PROBLEM TO WORK ON: Reproduce the listing below line for line, with no changes of any kind.

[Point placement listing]
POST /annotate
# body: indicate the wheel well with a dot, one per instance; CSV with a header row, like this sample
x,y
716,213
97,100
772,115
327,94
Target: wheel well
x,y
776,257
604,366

SOLUTION TO THIS TASK:
POST /annotate
# body: indicate the wheel well with a dot, one per instance; CSV with a header row, like this sample
x,y
716,213
97,100
772,115
327,94
Target: wheel well
x,y
776,257
604,366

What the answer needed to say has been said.